» Aim of the exercise
The records that follow should be retyped word for word.

» Data to use
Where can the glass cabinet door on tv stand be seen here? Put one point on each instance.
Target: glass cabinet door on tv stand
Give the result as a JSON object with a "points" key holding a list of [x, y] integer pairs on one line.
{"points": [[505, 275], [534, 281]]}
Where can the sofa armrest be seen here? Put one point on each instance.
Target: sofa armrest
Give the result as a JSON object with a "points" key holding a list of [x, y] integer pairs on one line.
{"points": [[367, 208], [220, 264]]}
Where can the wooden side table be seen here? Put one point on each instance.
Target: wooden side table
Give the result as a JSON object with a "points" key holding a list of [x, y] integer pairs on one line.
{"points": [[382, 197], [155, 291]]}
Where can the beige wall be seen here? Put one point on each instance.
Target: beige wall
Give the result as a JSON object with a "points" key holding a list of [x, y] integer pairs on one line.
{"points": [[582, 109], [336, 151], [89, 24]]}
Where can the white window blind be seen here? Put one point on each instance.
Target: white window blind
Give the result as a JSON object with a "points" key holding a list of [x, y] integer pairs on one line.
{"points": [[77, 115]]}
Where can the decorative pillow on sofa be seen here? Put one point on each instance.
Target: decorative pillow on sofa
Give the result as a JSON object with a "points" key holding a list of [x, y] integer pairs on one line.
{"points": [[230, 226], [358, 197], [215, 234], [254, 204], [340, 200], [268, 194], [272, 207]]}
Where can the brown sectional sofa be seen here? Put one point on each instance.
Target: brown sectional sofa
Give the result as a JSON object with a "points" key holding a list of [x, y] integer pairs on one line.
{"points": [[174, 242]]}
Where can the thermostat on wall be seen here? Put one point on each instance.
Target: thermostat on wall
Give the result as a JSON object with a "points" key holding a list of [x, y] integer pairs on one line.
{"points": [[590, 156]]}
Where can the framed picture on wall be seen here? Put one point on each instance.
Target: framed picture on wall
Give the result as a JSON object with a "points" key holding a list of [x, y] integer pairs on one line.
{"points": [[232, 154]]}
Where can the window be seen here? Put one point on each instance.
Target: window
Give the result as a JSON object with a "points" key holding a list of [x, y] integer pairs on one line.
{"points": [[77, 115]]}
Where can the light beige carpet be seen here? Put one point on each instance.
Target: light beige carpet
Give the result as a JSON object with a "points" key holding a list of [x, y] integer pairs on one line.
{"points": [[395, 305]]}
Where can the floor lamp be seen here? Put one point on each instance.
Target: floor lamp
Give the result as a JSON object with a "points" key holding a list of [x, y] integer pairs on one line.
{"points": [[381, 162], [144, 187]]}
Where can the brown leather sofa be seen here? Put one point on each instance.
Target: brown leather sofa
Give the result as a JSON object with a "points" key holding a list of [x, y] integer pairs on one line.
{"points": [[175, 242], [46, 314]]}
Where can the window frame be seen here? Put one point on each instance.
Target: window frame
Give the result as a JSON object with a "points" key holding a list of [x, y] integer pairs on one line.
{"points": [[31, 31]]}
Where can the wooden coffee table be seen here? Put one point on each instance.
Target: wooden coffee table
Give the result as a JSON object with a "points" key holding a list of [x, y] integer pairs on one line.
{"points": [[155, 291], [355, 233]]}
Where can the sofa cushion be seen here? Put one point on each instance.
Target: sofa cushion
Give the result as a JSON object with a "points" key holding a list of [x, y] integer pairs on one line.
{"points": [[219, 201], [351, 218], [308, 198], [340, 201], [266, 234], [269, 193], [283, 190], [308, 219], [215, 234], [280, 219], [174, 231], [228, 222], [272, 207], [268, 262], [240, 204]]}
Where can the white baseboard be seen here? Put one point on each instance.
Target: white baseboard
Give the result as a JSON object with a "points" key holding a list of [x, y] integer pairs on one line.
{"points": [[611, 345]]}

» Completed exercise
Where can the glass cabinet door on tv stand be seen here? Put one point on each instance.
Target: glass cabinet door on tv stand
Give the result as a JSON object with a "points" key holding a list of [x, y] integer pairs on one line.
{"points": [[505, 275], [534, 281]]}
Where can the sofa armrest be seen here? Put one point on each instance.
Target: sofa armrest
Give the result as a JSON object with a "points" key holding a list of [x, y] integer pairs on one line.
{"points": [[367, 208], [220, 264]]}
Where can the wooden side table be seen here? Put one point on each instance.
Target: wooden side table
Give the result as a JSON object with a "points" key holding a list of [x, y] integer pairs on one line.
{"points": [[382, 197], [155, 291]]}
Where can the beige wall be seen here? Put one point on each instance.
Target: beige wall
Give the result as a JSON object with a "points" key holding a list of [x, y] integer pairs on one line.
{"points": [[582, 109], [336, 151], [89, 24]]}
Where can the white window blind be seen here? Put one point on each instance.
Target: white window blind
Give the result as a JSON object with a "points" key holding a list of [x, y] integer pairs on one line.
{"points": [[77, 115]]}
Where can the decorative pillow on sofa be seen here? Put one point on each instance.
Target: decorative pillow on sofa
Give the result as a JSON object with a "points" key holding a list of [x, y] integer pairs on one line.
{"points": [[230, 226], [358, 197], [215, 234], [254, 204], [340, 200], [268, 194], [272, 207]]}
Where can the brown sectional sofa be seen here? Put one point on each instance.
Target: brown sectional sofa
Give the result as a JSON object with a "points" key holding a list of [x, y] integer pairs on one line.
{"points": [[174, 242]]}
Where can the thermostat on wall be seen here? Put one point on each instance.
Target: thermostat on wall
Give the result as a JSON object with a "points" key holding a list of [x, y] integer pairs on one line.
{"points": [[590, 156]]}
Where can the framed picture on wall be seen here? Put one point on each instance.
Target: framed picture on wall
Give the result as a JSON object with a "points" key holding a list of [x, y] integer pairs on one line.
{"points": [[232, 154]]}
Where can the window be seen here? Put one point on each instance.
Target: window
Give the result as a JSON object with a "points" key holding a list of [x, y] integer pairs on one line.
{"points": [[77, 115]]}
Where can the light beige carpet be seen here? Put one point on each instance.
Target: light beige carpet
Give the result as a JSON object with a "points" key holding a list of [x, y] integer pairs on one line.
{"points": [[395, 305]]}
Where can the floor lamp be seen here? Put one point on each instance.
Target: floor lamp
Give the result as a JSON object with a "points" key holding a list of [x, y] integer pairs on one line.
{"points": [[381, 162], [144, 187]]}
Where can the brown leather sofa be seen here? Put one point on each instance.
Target: brown leather sofa
Give the result as a JSON object with a "points" key holding a list of [x, y] integer pairs on one line.
{"points": [[175, 242], [46, 314]]}
Where can the window frame be seen here? Put one point on each instance.
Target: window frame
Give the result as a JSON object with a "points" key holding a list of [x, y] integer pairs on one line.
{"points": [[31, 31]]}
Where can the wooden coffee table be seen here? Put one point on each instance.
Target: wooden coffee table
Give the result as a JSON object with a "points" key holding a list of [x, y] integer pairs on one line.
{"points": [[155, 291], [355, 233]]}
Where can the sofa cushion be seen here? Put one point on each instance.
Target: sofa cushion
Give the result as a JSON object with a "points" key holding a list of [x, y] integer pairs on one line.
{"points": [[219, 201], [351, 218], [308, 198], [340, 201], [266, 234], [269, 193], [283, 190], [308, 219], [215, 234], [280, 219], [174, 231], [228, 222], [272, 207], [268, 262], [240, 204]]}
Where can the white baseboard be seen here? Put one point on each instance.
Target: white baseboard
Give the result as a JSON object with a "points" key holding a list of [x, y] integer pairs on one line.
{"points": [[611, 345]]}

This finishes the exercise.